## Your objective
Rewrite the listing below, substituting "stone outcrop" for "rocky cliff face" and leaving every other part unchanged. Omit the pictures from your answer.

## Data
......

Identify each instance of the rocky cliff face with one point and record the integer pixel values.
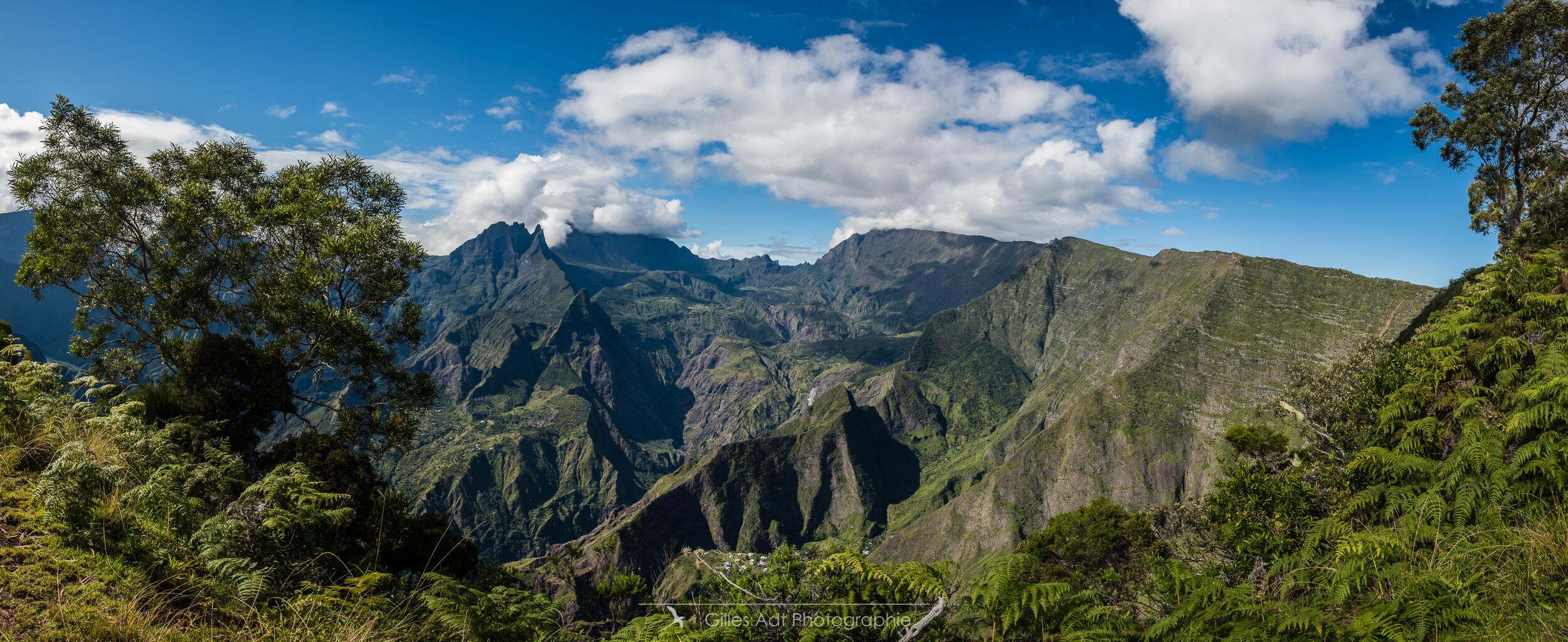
(48, 322)
(827, 475)
(1134, 366)
(1089, 373)
(581, 375)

......

## Result of this task
Identify each instance of the stone outcrop with one point and record the integer pixel values.
(48, 322)
(827, 475)
(1134, 366)
(1089, 373)
(581, 375)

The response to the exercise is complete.